Исходный текст:
■ ■ ■
Другая проблема состоит в имени Бердяева. Крупнейший представитель русского религиозного ренессанса, высланный из Советской России на философском пароходе в 1922 году, Николай Бердяев был очень многогранным и противоречивым мыслителем. Он любил ценностные противоречия и в общем не хотел подавлять их в своем собственном мировоззрении — он писал и консервативные, и одновременно весьма левые работы, осуждал большевизм и вместе с тем признавал его правду, был убежденным православным христианином и очень болезненно относился ко всякому догматическому насилию над философией.
Он — пожалуй, единственный из всех религиозных философов России (за исключением Льва Шестова), кто обрел некоторое признание на Западе. Он был суперпопулярен в интеллигентских философских кругах 1970-х — начала 1980-х годов, поскольку в нем видели то, что было так свойственно мыслящим людям того времени: чаяние духовной свободы. По сути дела, отсутствие этой свободы было единственной до конца жизни сохранившейся претензией Бердяева к Советской власти. Поскольку ни капитализм, ни либеральная демократия у Бердяева особенно пламенных чувств не вызывали.
■ ■ ■
Набор данных:
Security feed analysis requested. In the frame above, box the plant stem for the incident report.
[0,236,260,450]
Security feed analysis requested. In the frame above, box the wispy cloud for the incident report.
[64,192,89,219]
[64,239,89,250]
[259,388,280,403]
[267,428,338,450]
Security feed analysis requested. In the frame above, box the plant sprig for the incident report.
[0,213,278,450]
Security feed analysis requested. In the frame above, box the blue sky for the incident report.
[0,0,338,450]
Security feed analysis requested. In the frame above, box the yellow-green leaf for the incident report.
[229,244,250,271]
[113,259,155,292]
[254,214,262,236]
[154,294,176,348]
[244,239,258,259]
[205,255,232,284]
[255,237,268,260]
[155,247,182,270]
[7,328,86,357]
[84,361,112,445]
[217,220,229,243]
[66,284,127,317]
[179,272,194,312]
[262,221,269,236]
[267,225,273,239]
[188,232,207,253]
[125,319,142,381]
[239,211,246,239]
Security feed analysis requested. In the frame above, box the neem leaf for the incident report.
■ ■ ■
Задания:
1. Выведите фрагмент текста о Бердяеве между «Он — пожалуй, единственный» и «чувств не вызывали.», включая обе границы.
2. Ответьте по тексту о Бердяеве:
(a) В каком году Бердяев был выслан из Советской России?
(b) Какого философа текст называет исключением, говоря о признании на Западе?
(c) Какая претензия к Советской власти сохранилась у Бердяева до конца жизни?
3. Подхватите текст о Бердяеве и продолжите его после последнего предложения.

Ответы к заданиям:
1.
Он — пожалуй, единственный из всех религиозных философов России (за исключением Льва Шестова), кто обрел некоторое признание на Западе. Он был суперпопулярен в интеллигентских философских кругах 1970-х — начала 1980-х годов, поскольку в нем видели то, что было так свойственно мыслящим людям того времени: чаяние духовной свободы. По сути дела, отсутствие этой свободы было единственной до конца жизни сохранившейся претензией Бердяева к Советской власти. Поскольку ни капитализм, ни либеральная демократия у Бердяева особенно пламенных чувств не вызывали.

2.
(a) В 1922 году.
(b) Льва Шестова.
(c) Отсутствие духовной свободы.

3.
Когда с конца 1980-х началось переосмысление и разоблачение всего советского, именно сравнительная мягкость позднего Бердяева к большевизму и стала вменяться ему в вину радикальными молодыми антикоммунистами. В моду вошла фраза Георгия Федотова о пожилом мыслителе как об «ослепшем орле, облепленном советскими патриотами». Из сердец православных неофитов теологически неустойчивого Бердяева вытеснял твердый православный антикоммунист Иван Ильин, после своей книги о Гегеле в богословские дебри не лезший и потому ни на что страшное не посягавший.
Любопытно, что невостребованность Бердяева в интеллектуальных кругах продолжается до сих пор, когда вроде бы наступил период переосмысления всего советского и когда на повестке дня стоит образование того самого левоконсервативного синтеза, в котором многие видят основание русской «мягкой силы».
В России сегодня я не знаю ни одного профессионального исследователя творчества Бердяева. Профессор Валерий Кувакин, выпустивший о нем книгу еще в советские годы, в последнее время занимается другими философскими проблемами и другими фигурами. Горячий поклонник мыслителя молодой историк Александр Цветков, издавший за границей биографию Бердяева и замысливший создать музей в доме на Арбате, где он жил, умер от тяжелой болезни в 28 лет в 1993 году. И его книгу никто в России не переиздал, и музей Бердяева было основан лишь в его доме под Парижем.
Бердяев оказался не нужен ни в эпоху расставания с советским, ни в период его реабилитации. Дело в том, что красных и белых в России сегодня примирил Сталин, даже не Сталин как историческая фигура, а скорее стиль «Сталин» — имперская державность, освобожденная и от коммунистических, и от монархических ассоциаций. Державность по ту сторону «правого» и «левого» — своего рода ностальгический бонапартизм.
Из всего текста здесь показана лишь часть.